* Okunacak metin
Sonunda Antolojiyi bitirdim.
Şairlerimizin buluş ve yaratımlarıyla oluşan bu şiirler zaman zaman beni güldürdü, zaman zaman düşündürdü. Bazen acısı büyük sorunları önüme koydu.
Gerçekten güldürü (mizah) toplumun, şairlerin, düşünürlerin en etkileyici, okuyanı acılı gülüşlerle öfkelendiren, düşündüren, kahkahalara boğan bir sivri iğnesi anlayana. Tabi ki anlamayana davul zurna az! Güldürü öyle ki sorun çözen bir yapı ve niteliğe de sahip
Benden de bir şiir almış sayın Köklügiller, memnun oldum, amma, alınan bu şiirim Antolojinin içeriğine uygun değil. Bana haber verseydi uygun şiirimi gönderirdim. Bu Antolojinin 2. Baskısını yaparsa beni haberdar etmesini dilerim.
Bir de Antolojide sözcük yanlışlarına rastladım okurken. Tevfik Akdağ’ın ” Bin güneşin kamburuna” olacağı yerde,” Bir güneşin kanburuna” olmuş. Bunların 2.baskıda düzeltilmesini beklerim.
Bugün için anlaşılmayan bazı sözcüklerin anlamları açıklanmamış. Örneğin: “sail körneği” (Aşık Hakkı, s.122, Sivrisinek adlı şiir.)
Herkesin bu şiirleri okumasını öneririm. Zekâsını bilemek isteyen, hazır cevap yeteneğini uyandırmak isteyen okusun bu yapıtı derim.
Emeğine sağlık Ahmet Köklügiller!
M.GÜNER DEMİRAY
İşte yapıttan birkaç kısa şiir:
VATAN İÇİN
Neler yapmadık şu vatan için!
Kimimiz öldük;
Kimimiz nutuk söyledik!
ORHAN VELİ
*
ÖZGÜRLÜK ÜZERİNE
Köle
Sırttır;
Efendiyse
Sırttaki.
*
Eskiden köle iki büklüm,
Ağırlığını taşırdı efendisinin,
Bugünküler
Düşüncesini taşımakta.
*
Köle uyanırsa ışır
İki göz.
Uyanırsa toplum
Yeryüzü aydınlanır, yüz bin göz!
FAZIL HÜSNÜ DAĞLARCA
*
MERAK
İçimde bir merak, öyle bir merak
Ölümümden biray sonra bir güncük yaşamak,
Ve dostu, düşmanı
Suçüstü yakalamak!
AZİZ NESİN
*
MARİFET
Suya dokunmazmış,
Sabuna dokunmazmış,
Pise bak!
CELAL VARDAR
*
KASAP
İşlerin yolunda gidiyor kasap,
İşlerin yolunda.
Satırın, saldırman belinde,
Elin hayvanı emrinde;
Yere yatırıp biçersin,
Çengele asıp yüzersin,
Mal derdinde kasap,
Can derdinde koyun,
Ne çirkin oyun,
Ne berbat kafiye!

* Yapılacak görevler
A – Antoloji yazısında yer alan şiirlerin başlıklarını sıralayınız.
B – Antoloji yazısını son dizesinden sonra kaldığı yerden sürdürünüz.

* Çıkarılan veriler

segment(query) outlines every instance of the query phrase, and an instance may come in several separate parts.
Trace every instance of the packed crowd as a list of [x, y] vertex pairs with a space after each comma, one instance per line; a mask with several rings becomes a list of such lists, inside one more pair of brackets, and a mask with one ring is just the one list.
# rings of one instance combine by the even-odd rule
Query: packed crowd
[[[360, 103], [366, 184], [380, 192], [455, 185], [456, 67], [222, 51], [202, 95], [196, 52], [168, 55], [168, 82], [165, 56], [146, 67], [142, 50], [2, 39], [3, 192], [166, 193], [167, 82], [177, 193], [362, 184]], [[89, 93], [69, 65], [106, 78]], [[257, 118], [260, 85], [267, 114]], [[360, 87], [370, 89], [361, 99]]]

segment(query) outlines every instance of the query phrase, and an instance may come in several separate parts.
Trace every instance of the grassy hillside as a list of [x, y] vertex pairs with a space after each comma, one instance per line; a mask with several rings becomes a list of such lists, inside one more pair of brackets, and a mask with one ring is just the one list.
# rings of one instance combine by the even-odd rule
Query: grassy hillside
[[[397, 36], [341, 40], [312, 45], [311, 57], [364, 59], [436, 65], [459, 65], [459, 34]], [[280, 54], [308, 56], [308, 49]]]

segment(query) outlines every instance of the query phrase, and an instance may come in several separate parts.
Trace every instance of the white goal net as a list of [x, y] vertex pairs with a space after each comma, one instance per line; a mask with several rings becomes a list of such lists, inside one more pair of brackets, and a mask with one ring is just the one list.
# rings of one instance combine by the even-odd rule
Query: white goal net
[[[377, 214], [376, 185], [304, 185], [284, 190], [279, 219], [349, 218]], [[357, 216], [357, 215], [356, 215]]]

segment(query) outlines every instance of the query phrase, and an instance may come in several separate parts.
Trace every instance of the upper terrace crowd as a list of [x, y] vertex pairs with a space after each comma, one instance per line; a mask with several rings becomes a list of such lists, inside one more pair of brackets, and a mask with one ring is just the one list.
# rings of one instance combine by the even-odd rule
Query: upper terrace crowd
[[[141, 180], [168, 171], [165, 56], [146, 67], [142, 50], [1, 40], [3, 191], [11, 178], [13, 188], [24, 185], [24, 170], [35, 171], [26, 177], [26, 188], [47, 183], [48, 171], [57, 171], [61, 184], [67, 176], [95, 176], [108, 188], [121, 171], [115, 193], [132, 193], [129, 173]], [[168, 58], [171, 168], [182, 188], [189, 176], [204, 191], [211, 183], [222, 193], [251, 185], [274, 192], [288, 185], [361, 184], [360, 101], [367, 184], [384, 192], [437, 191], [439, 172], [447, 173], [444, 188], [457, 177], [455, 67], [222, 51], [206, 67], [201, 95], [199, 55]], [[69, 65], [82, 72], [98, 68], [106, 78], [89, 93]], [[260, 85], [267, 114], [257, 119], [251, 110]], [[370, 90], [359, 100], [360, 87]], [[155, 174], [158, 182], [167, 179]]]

* Görev yanıtları
A – VATAN İÇİN, ÖZGÜRLÜK ÜZERİNE, MERAK, MARİFET, KASAP

B –
ORHAN MURAT ARIBURNU
*
HERZE
Bir yılan düştü vapurda yanıma,
Sarıldım denize!
CAN YÜCEL
*
Öptümse ağzımın payını verdin,
İstersen geri al, bu muydu derdin?
İnsan eğilimi harama karşı,
Sen de haram eder, geçer gidersin!
MUZAFFER POLAT
*
…
İsmet’in bu halden bir şey sezmesi,
Sertin yumuşağı çözüp ezmesi,
Bazı aydınların ayık gezmesi,
Cahilin gördüğü düşe benziyor.
AŞIK İSMET NAMLI
*
HÜKÜMET
Bu hükümet
Pir Sultan’a pasaport vermiyor,
Onu anladık!
Yunus Emre’ye de
Basın kartı vermiyor,
Onu da anladık!
Ama bu hükümet
Ferman çıkarmış,
Karacaoğlan’ı
Otobüse bindirtmiyor!
CEMAL SÜREYA
b-ÖZSÖZLER (Aforizmalar)
-“Seni affedecek kadar olgunum ama tekrar güvenecek kadar aptal değilim.”
W.Golding
-“Hatalar kötü değil. Kötü olan onları gizlemektir.”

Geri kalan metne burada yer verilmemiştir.